Copy out the stretch from the line containing "Grounding query — element: swimming pool" through the line containing "[0,220,500,329]", substituting "cream cushion" for "white cushion" and changing nothing else.

——

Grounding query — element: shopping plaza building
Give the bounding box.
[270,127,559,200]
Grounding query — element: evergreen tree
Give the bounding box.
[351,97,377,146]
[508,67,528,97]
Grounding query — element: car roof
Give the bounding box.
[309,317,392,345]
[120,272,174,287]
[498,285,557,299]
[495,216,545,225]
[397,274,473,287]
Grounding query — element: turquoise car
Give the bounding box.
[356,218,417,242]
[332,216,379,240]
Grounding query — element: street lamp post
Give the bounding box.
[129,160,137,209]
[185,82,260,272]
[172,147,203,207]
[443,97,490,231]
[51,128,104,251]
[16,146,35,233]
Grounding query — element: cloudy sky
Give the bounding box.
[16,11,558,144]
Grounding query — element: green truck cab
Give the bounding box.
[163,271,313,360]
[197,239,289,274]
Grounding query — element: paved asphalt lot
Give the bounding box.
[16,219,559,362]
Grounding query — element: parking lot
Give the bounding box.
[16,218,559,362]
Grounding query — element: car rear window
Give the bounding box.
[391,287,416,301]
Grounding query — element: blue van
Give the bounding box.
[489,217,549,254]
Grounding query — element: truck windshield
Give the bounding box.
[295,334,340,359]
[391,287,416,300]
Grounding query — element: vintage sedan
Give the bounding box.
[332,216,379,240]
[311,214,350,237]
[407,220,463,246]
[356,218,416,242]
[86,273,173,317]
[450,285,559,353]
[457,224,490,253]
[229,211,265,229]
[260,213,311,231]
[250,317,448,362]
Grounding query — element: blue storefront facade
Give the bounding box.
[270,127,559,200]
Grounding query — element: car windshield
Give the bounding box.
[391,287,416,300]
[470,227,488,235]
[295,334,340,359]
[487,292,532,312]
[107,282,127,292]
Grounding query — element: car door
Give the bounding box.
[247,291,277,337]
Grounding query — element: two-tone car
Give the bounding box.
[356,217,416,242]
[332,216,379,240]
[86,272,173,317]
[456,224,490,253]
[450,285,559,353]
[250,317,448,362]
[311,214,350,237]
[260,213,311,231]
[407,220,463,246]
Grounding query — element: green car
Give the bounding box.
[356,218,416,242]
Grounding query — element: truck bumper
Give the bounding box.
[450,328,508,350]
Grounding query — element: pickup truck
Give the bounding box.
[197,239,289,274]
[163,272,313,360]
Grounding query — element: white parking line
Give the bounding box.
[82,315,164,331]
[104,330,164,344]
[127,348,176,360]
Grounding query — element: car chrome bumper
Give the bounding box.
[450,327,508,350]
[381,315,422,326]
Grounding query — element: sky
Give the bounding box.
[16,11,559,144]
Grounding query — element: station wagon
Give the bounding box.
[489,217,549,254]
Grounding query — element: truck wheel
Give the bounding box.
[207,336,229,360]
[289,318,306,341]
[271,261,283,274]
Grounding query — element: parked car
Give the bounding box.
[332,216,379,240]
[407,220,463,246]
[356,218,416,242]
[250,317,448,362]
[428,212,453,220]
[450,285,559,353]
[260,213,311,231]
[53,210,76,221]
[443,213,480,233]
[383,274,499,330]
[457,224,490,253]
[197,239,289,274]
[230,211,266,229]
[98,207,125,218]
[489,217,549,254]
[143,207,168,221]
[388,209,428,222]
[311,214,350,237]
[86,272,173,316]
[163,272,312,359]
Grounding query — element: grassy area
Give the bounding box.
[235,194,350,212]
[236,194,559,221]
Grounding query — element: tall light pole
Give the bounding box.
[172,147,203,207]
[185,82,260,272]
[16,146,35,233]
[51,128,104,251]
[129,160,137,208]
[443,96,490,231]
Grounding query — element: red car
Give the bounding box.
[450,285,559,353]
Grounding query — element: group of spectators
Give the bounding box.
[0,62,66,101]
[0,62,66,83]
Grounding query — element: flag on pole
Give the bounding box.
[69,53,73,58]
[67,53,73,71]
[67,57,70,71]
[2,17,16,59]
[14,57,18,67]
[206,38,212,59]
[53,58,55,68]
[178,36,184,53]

——

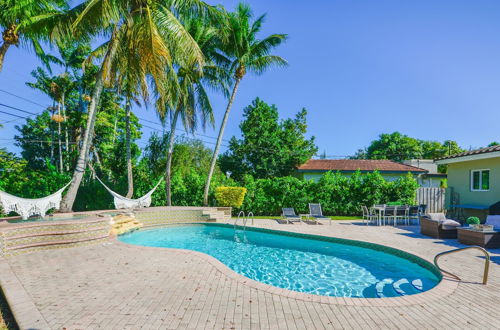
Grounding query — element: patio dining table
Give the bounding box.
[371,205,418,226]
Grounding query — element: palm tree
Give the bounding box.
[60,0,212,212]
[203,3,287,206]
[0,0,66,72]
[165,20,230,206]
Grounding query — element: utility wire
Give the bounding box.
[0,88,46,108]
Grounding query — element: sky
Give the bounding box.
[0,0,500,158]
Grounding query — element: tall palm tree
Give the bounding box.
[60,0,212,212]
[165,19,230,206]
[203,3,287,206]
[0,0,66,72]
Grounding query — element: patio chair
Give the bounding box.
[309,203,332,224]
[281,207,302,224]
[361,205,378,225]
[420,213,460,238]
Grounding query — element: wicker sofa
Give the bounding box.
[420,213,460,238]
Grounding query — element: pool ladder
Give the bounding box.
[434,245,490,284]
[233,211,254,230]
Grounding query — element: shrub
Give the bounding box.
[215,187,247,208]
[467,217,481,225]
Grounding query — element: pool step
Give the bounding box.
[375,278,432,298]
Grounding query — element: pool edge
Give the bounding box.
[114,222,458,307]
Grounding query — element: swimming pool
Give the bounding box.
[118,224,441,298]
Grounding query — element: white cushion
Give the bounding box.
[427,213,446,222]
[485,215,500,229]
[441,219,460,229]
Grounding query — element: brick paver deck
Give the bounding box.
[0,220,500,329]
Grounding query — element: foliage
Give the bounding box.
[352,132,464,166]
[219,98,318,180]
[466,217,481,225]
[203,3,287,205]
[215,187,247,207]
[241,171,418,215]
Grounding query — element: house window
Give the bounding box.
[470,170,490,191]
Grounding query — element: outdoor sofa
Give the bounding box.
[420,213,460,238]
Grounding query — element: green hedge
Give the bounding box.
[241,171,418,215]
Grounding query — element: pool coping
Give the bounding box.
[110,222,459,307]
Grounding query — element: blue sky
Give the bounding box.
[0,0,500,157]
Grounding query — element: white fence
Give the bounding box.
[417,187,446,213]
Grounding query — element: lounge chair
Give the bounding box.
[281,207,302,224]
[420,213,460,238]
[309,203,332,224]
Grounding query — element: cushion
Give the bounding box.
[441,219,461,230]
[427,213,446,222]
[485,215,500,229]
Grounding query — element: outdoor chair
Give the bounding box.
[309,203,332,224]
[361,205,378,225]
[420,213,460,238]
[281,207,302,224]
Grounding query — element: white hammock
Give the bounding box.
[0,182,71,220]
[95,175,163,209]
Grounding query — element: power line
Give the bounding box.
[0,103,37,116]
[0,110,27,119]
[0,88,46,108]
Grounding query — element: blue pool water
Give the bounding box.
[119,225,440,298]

——

TASK RESPONSE:
Grounding query — element: swimming pool
Give the bounding box.
[118,224,441,298]
Grounding query — element: cream cushion
Give the bounding box.
[427,213,446,222]
[485,215,500,229]
[441,219,460,229]
Grounding query — element: brick paver deck
Give the bounding box.
[0,220,500,329]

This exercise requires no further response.